| TRY IT |
Below are the entries; count how many lines contain the word "train" and reply with that number alone.

| EXTRACTED MATERIAL |
============================================================
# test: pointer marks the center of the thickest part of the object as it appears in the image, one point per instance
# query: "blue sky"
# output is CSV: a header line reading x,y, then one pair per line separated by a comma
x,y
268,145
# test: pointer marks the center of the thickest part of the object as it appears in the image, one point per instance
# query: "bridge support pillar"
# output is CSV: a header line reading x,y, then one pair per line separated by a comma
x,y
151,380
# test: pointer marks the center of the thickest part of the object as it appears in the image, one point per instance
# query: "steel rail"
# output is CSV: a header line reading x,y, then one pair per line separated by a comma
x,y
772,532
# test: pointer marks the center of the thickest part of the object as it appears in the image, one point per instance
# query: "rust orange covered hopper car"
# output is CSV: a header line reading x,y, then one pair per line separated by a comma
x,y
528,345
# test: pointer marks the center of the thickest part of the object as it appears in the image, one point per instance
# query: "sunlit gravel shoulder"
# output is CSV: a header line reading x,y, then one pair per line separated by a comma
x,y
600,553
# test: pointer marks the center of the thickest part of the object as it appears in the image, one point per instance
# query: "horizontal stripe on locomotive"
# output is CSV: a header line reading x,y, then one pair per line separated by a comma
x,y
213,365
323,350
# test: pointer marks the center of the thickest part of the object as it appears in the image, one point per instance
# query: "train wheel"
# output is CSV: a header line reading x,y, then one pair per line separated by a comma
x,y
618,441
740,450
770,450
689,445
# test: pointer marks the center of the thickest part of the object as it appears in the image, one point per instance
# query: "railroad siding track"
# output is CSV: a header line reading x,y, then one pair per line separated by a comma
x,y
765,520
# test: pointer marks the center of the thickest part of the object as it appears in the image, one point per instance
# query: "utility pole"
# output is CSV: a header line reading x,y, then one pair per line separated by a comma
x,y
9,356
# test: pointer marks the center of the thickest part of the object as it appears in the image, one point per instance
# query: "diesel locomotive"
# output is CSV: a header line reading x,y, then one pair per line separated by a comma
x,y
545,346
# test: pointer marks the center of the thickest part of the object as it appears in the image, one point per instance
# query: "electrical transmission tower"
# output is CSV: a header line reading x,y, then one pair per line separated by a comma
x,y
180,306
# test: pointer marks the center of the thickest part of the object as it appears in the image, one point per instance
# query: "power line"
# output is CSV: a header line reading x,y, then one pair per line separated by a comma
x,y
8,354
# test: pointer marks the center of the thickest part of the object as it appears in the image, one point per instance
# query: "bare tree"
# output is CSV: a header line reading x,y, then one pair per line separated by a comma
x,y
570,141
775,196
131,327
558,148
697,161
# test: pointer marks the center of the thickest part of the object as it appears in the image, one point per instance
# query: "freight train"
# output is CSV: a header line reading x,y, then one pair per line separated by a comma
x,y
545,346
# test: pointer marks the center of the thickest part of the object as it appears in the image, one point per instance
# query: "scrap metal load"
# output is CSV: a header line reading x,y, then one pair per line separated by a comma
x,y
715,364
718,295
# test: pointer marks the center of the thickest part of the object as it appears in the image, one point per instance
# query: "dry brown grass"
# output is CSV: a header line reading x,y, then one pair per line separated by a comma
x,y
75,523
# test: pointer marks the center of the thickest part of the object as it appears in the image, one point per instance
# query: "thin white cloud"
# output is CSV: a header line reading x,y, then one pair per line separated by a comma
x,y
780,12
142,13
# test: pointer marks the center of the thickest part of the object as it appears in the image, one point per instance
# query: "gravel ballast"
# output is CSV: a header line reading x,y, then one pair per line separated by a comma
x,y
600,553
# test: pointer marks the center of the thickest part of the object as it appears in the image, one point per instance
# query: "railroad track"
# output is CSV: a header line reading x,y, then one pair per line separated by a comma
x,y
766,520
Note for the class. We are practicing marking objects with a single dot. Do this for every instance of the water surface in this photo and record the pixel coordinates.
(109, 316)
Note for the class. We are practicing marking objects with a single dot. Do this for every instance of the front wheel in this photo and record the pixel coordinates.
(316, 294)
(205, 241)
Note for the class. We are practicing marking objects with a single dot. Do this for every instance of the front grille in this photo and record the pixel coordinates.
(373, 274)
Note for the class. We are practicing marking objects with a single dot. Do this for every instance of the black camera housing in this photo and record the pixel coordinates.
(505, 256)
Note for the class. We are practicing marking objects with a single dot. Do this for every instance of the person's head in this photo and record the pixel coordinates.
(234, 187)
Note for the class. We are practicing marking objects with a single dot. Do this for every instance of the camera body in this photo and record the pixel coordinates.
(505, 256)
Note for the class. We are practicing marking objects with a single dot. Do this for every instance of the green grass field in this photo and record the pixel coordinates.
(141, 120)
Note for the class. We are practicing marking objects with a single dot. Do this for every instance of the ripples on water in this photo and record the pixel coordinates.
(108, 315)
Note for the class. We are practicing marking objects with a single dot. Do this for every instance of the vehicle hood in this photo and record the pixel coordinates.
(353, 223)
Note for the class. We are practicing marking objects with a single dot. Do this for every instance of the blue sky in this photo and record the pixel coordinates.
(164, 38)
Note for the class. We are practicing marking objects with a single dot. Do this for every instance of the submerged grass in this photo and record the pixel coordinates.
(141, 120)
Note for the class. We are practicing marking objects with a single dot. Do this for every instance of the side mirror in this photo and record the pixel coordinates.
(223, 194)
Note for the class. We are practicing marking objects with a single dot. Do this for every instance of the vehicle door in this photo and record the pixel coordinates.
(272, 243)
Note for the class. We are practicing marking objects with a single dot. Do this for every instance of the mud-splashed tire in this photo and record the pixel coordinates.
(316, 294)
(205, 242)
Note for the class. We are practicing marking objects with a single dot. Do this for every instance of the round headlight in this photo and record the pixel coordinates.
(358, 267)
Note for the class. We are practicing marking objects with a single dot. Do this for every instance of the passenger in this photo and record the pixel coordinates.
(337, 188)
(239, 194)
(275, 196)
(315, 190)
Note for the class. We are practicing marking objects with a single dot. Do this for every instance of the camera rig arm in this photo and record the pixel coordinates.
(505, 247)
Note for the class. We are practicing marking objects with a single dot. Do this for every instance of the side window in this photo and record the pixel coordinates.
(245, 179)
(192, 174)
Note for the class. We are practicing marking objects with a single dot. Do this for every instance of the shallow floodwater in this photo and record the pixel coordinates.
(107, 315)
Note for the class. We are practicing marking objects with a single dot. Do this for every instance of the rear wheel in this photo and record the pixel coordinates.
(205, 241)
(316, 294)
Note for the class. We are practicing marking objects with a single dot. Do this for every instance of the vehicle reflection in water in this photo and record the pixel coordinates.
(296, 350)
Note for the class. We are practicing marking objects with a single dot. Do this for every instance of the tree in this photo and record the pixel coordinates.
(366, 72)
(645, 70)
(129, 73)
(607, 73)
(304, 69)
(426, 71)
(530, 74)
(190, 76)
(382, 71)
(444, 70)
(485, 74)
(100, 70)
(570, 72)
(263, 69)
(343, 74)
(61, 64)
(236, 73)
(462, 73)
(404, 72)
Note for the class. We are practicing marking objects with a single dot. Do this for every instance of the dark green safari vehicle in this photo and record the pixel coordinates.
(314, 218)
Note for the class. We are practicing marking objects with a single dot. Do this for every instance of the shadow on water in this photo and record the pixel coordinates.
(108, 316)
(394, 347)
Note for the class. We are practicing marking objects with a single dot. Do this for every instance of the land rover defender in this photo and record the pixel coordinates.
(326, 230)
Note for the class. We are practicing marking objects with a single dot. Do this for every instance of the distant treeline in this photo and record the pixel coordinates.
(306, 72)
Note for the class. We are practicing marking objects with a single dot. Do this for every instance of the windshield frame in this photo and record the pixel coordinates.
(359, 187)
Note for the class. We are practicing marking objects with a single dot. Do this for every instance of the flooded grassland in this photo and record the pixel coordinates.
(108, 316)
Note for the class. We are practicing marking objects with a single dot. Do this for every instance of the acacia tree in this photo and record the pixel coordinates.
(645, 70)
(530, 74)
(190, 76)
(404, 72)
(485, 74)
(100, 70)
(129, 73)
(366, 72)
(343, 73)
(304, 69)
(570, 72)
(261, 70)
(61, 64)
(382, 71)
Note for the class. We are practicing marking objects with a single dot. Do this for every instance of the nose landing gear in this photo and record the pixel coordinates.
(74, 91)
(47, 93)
============================================================
| OUTPUT OF THE EXERCISE |
2